**WHAT THE EXERCISE ASKS:** In the records below, repeat word for word only the lines starting at the one that contains "the tree silhouette" and ending at the one that contains "Look at this", pictures excluded.

[Saved data entries]
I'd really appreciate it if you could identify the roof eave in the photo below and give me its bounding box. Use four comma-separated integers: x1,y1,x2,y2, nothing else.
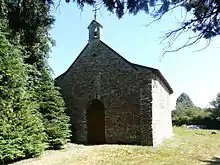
153,70,173,94
87,20,103,29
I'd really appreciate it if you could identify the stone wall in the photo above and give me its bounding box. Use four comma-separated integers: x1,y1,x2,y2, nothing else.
56,39,153,145
56,39,173,146
151,76,173,146
138,69,153,145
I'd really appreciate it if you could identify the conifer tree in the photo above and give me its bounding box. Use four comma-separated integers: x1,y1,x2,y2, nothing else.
0,0,71,149
36,68,71,149
0,22,45,164
176,93,194,108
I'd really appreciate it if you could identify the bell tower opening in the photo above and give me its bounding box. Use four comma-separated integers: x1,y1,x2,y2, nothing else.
94,27,98,38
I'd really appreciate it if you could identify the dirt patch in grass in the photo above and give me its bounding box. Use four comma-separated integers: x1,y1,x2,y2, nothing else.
11,127,220,165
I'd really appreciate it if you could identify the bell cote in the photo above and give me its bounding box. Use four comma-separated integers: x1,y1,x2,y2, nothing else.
88,20,103,42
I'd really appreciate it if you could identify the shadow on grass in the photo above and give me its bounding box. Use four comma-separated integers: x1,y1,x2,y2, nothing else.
73,141,150,146
201,157,220,165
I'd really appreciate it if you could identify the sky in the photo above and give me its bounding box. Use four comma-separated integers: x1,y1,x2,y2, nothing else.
48,1,220,109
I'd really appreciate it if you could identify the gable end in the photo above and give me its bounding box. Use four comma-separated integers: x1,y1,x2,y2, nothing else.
132,63,173,94
55,43,89,81
100,41,138,71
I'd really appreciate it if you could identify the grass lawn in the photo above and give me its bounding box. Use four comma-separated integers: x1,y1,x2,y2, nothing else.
11,127,220,165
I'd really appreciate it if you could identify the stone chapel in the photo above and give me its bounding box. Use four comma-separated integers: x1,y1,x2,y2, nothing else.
55,18,173,146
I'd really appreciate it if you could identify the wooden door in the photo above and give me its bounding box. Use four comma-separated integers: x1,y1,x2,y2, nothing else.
87,99,105,144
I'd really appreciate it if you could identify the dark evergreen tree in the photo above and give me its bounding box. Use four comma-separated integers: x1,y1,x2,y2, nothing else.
210,92,220,119
210,93,220,110
0,21,45,164
48,0,220,52
1,0,71,149
176,92,194,108
3,0,219,52
36,68,71,149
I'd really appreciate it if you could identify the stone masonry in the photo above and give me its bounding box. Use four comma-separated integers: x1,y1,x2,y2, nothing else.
55,19,173,146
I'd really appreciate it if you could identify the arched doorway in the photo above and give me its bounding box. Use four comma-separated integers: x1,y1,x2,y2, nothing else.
87,99,105,144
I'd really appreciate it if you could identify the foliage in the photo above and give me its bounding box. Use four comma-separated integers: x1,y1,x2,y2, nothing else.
210,92,220,109
210,92,220,119
172,105,210,126
36,68,71,149
0,25,46,164
172,92,220,129
47,0,220,52
1,0,71,151
3,0,54,62
171,92,220,128
176,92,194,108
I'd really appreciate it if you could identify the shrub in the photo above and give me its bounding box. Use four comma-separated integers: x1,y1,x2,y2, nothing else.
172,106,210,126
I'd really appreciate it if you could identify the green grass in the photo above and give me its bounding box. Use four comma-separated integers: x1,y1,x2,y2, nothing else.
11,127,220,165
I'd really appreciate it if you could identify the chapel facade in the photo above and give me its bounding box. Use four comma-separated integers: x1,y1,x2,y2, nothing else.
55,18,173,146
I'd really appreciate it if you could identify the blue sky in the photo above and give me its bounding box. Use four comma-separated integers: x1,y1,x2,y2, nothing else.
49,2,220,109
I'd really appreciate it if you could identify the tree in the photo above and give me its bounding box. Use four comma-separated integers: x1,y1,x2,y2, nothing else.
49,0,219,53
1,0,71,149
173,93,210,126
172,106,209,126
210,92,220,109
172,92,220,128
36,68,71,149
176,92,194,108
0,22,45,163
2,0,218,54
210,92,220,119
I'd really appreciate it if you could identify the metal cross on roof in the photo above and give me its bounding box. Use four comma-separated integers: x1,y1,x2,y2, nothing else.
93,7,98,20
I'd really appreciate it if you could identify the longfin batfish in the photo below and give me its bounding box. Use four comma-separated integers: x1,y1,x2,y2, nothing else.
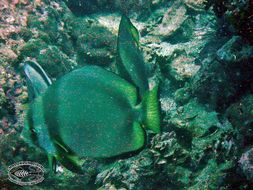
21,15,161,174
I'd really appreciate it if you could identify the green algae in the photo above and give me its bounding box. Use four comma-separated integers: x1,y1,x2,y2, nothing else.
19,39,48,59
37,46,76,77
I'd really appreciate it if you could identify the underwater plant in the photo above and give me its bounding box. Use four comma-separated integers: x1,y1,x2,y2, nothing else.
21,15,161,173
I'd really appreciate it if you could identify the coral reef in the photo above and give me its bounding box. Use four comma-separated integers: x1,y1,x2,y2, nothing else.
207,0,253,43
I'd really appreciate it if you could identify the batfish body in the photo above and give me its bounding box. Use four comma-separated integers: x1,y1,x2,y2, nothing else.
42,65,146,158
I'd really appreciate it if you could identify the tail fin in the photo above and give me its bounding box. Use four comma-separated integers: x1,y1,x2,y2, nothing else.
21,60,52,101
141,86,161,133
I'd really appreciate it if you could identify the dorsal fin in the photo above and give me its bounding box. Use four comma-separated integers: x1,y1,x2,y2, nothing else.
117,15,149,97
22,60,52,101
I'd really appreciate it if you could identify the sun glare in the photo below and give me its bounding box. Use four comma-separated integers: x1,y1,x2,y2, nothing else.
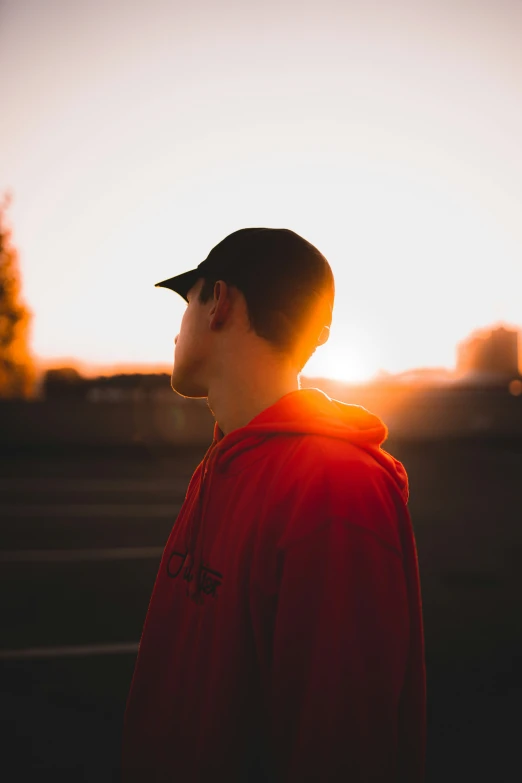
303,339,376,384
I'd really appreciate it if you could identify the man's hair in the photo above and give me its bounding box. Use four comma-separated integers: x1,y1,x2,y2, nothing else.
198,269,334,373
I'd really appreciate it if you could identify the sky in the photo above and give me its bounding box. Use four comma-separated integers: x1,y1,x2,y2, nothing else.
1,0,521,382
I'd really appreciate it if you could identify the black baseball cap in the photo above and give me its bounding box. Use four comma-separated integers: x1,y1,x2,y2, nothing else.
155,228,334,323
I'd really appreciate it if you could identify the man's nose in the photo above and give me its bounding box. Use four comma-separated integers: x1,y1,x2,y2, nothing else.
175,334,179,345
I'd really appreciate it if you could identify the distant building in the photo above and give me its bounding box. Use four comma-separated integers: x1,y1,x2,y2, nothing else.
42,370,207,406
85,374,207,405
456,326,520,380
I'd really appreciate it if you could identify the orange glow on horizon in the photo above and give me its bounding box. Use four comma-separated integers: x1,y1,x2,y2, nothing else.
33,321,521,385
34,357,174,380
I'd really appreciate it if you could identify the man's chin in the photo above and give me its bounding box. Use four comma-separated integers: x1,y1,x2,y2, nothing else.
170,372,208,399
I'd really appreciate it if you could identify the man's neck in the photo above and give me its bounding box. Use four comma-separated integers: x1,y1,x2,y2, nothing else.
207,371,300,436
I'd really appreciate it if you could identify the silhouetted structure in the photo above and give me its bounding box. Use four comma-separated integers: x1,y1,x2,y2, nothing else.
42,367,89,399
456,325,520,380
41,369,206,406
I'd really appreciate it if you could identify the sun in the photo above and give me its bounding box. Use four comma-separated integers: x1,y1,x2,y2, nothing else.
303,342,376,384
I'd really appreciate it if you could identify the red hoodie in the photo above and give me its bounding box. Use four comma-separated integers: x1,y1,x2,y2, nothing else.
122,388,426,782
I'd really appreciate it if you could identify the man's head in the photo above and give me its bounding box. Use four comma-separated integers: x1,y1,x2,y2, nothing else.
156,228,335,398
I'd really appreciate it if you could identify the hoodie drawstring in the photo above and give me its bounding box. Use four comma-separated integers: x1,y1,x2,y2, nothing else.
186,443,218,605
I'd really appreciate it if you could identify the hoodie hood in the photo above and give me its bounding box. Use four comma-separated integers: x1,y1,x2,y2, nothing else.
186,387,408,603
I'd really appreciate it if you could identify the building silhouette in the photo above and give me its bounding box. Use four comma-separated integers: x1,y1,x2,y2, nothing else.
456,325,520,380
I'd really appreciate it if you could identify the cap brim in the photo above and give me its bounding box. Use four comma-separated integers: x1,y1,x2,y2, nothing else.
154,269,201,302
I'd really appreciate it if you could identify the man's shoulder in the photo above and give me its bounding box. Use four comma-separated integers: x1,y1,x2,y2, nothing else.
265,433,384,482
255,436,398,521
258,435,405,552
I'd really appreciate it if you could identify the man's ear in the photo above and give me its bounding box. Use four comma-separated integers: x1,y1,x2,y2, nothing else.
209,280,233,330
317,325,330,346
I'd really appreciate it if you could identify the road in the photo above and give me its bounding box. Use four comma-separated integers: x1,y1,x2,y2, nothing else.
1,439,521,782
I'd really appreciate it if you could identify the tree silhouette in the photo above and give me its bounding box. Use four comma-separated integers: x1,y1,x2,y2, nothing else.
0,196,35,398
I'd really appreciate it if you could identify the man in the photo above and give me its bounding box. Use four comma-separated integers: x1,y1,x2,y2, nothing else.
122,228,426,782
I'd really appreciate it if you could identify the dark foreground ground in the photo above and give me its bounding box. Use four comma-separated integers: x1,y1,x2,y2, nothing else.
1,437,521,782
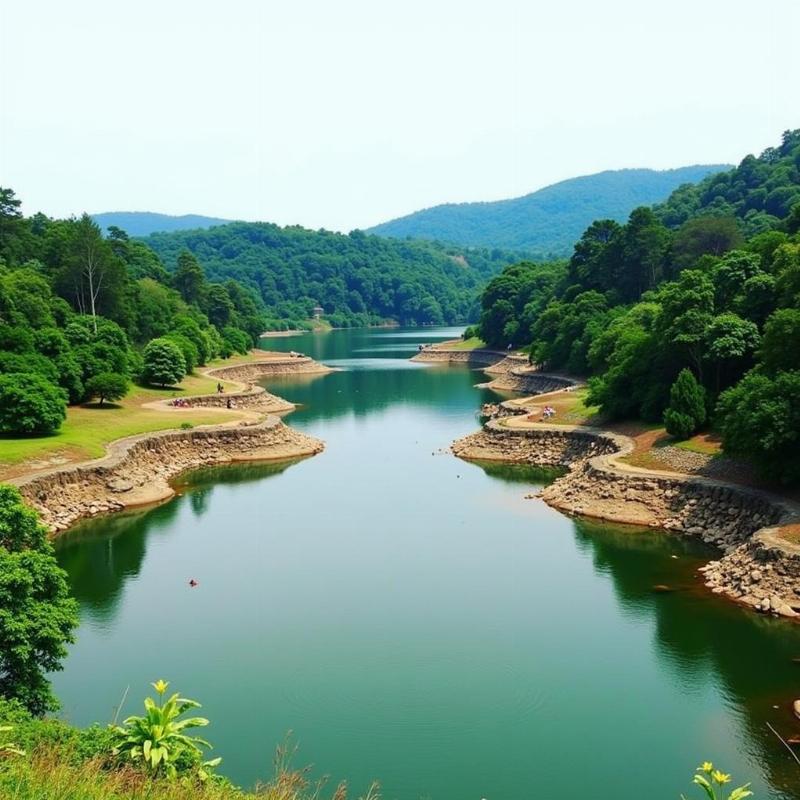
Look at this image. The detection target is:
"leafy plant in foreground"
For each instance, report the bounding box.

**YOUR SOLUTION:**
I'd really appreciate it if you could identify the tree silhouette in the photo above and give me its bounding box. Use four comma-separated integers: x1,y1,x2,y2, nothing else.
0,196,35,398
I'd really appreciate it if you could identify the man in the photo above and give me its bounding box. Use four comma-separated integers: x1,y1,x2,y2, nothing else.
122,228,426,782
I'd really appreciate it if you could identify the dark foreground ground in the photo above and give me its bounding box. Use four comma-separated integers: x1,y1,x2,y2, nothing else.
1,437,521,782
Look at this image. The detection target is:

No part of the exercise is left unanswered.